İstenenler:
1. Devrimci öğrencileri savunan metnin "Çünkü onlar;" ifadesinden başlayıp "oligarşiyi iyi tanıyorlar." ifadesine kadar, bu ifade de dahil olmak üzere, uzanan kısmını kelimesi kelimesine aktarın.
2. Devrimci öğrencileri savunan metni, son cümlesinden sonra devam ettirin.

Verilen Metin:
◇ ◇ ◇ ◇

“O komünistleri, o okullarda okutmayacağız, onlara okuma hakkı vermeyeceğiz” dedin…!
Çünkü onlar;

Suriye’de ne için savaştığınızı biliyorlar, çünkü onlar, soru soran öğrenciler, çünkü onlar, yarınlarını dininizin izbe köşelerinde dua ederek aramıyor, çünkü onlar, faşizmi, emperyalizmi ve oligarşiyi iyi tanıyorlar.
Çünkü onlar, senin her imza attığında vatanın bir parçasının satıldığını biliyorlar…
Emek en yüce değerdir diyorlar, ezen diyorlar, ezilen diyorlar, hak, adalet, eşitlik, özgürlük, diyorlar…
Çünkü onlar, hıyanet ve delalet içindekilere kefen giymiyorlar…
Çünkü onlar, devrimciler, sosyalistler, komünistler…
Çünkü onlar, bilimsel konuşuyorlar, çünkü onlar hurafelerinizle dalga geçiyorlar…
Çünkü onlar 30 Mart’ta Kızıldere’de namusuydular yarının…Namlularıyla bir baharın savaşını verdiler… Yıldızlaşan yumruklarıyla yarını ilmek ilmek örmekti her bir kurşunun hedefi…
Ve “Kan Kızıldere Durmaz Akar” şiarıyla, devrim tarihi nice kahpelikler, nice katliamlar, dar ağaçları, işkence tezgahları, zindanların o berbat dehlizlerinde, insanlık dışı muamele gördüyse ve yine de filiz filiz yeşeren baharları, doğacak o kızıl güneşin aşkı, 6 Mayıs’larda kurulan dar ağaçlarından yükselen devrimin şafak türküleri, Anadolumu bir baştan bir başa bahar kılacak… Özgürlüğün şiarı olacak, ser verip sır vermeyen Kaypakkayalar, dalga dalga Deniz olacak, Mahir olacak, her mevsim bahar olacak…
Bilesinki, bilesiniz ki;
Bu kavga bitmedi, bu kavga bitmeyecek.

◇ ◇ ◇ ◇

Nokta yerleştirme verileri:

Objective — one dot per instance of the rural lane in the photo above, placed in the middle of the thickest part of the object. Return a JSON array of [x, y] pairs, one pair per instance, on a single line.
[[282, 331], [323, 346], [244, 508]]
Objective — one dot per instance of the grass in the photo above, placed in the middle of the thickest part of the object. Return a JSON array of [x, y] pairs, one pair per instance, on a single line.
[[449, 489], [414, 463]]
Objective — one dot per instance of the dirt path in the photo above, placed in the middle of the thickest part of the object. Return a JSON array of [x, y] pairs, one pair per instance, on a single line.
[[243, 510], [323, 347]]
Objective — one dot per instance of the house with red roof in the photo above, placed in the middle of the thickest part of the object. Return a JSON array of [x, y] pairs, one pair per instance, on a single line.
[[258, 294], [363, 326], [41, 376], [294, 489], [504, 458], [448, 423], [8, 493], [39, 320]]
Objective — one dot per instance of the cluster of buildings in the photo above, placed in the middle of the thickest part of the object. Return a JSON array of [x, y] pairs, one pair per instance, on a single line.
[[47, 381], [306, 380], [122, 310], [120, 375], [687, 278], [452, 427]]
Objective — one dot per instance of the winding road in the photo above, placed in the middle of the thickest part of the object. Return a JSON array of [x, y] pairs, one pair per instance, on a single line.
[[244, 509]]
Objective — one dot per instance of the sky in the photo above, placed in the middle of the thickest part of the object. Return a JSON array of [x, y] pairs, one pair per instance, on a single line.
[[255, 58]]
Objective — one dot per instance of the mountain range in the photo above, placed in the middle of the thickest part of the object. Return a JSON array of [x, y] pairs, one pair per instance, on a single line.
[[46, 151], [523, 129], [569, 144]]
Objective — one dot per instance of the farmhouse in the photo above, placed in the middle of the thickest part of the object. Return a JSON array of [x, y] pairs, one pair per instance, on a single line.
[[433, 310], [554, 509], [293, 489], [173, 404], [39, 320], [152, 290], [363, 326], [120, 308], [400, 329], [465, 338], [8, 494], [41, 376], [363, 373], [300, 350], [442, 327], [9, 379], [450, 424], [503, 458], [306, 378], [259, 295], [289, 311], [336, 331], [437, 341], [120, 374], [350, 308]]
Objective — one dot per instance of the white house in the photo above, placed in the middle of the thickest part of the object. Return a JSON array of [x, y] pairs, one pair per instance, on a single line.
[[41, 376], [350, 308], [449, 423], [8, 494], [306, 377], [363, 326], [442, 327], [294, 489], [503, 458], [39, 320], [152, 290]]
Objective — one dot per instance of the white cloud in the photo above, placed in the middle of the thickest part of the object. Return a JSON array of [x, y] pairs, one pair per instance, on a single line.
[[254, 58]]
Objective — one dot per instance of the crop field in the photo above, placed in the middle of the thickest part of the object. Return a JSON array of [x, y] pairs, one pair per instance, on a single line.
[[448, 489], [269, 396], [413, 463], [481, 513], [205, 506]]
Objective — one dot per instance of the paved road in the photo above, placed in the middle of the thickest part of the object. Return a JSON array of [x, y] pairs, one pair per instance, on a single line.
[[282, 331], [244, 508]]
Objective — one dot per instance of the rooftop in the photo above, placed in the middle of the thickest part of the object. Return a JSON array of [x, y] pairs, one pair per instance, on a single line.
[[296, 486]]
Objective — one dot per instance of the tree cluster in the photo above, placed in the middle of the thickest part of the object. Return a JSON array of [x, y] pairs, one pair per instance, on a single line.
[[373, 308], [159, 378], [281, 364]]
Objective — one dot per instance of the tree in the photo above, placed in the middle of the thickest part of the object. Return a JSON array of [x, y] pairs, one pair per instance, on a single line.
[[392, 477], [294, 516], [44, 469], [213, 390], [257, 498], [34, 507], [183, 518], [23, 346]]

◇ ◇ ◇ ◇

Yanıt Kümesi:
1.
Çünkü onlar;

Suriye’de ne için savaştığınızı biliyorlar, çünkü onlar, soru soran öğrenciler, çünkü onlar, yarınlarını dininizin izbe köşelerinde dua ederek aramıyor, çünkü onlar, faşizmi, emperyalizmi ve oligarşiyi iyi tanıyorlar.

2.
Bilesiniz ki;
Dün ODTÜ’de, Siyasal’da, İTÜ’de, 15-16 Haziran’da devleşen o büyük yürüyüşlerde, Karadeniz çay fabrikalarında, fındık tarlalarında, Zeytin bahçelerinde, pamuk tarlalarında, Tar-İş’te, Demirçelik’te, maden ocaklarında, Diyarbakır’da, Artvin’de, Fatsa’da, izmir’de ülkenin dört bir yanında ayağa kalktığımız gibi yine kalkacağız.
Kobani’de IŞİD’e karşı ayağa kalkan devrimciler gibi kalkacağız faşizmin zulmüne karşı…
Gazi’de tükenmeyen direniş gibi dirileceğiz… Gezi’de ayağa kalktığımız gibi sel olup üstüne üstüne yürüyeceğiz faşizmin…
Bilkent Üniversitesi’nde devrimci öğrencileri hedef gösterip, polisinize linç ettirdiğiniz o gençlerin hesabını soracağız…
Çünkü onlar 30 Mart’ta Mahir Çayan, 6 Mayıs’ta Deniz Gezmiş, 18 Mayıs’ta İbrahim Kaypakkaya’dırlar…
Çünkü onlar bu ülkenin onurudurlar…
Bu MC tavrını biz tarihten biliriz.
Ve bilesiniz ki;
O kör dehlizlerde vücut bulacak o günahkar bedeniniz…!
Bizse arıya çiçek, aça ekmek, susuza su, tutsağa özgürlük olacağız…

Merhaba dostlar
Merhaba
Hoş geldiniz

Adları ;
Ensar’dı, Erkan’dı, Ahmet’di…
Özgüç’tü, İbrahim’di, Özbil’di…
Devrimin yolunu yol eyledi onlar, halkları için gözlerini kırpmadan canlarını verdiler.
Faşizme aman vermeyen güzel yürekli devrimcilerdi onlar…
Tek suçları, halklarının insanca yaşamasını savunmaktı…
Zeki’ydi, Orhan’dı, Necmi’ydi adları, aynı coğrafyanın coşkun devrimcileriydi…
Selam olsun onlara, selam olsun devrimci yüreklerine…
Kaldırın başınızı Artvin’in güzel çocukları, kaldırın ki; faşizm kol geziyor, sizin yokluğunuz, sizin boşluğunuz dolmuyor, doldurulamıyor…
Kaldırın ki;
Bu ülkede daha başka şeyler oluyor.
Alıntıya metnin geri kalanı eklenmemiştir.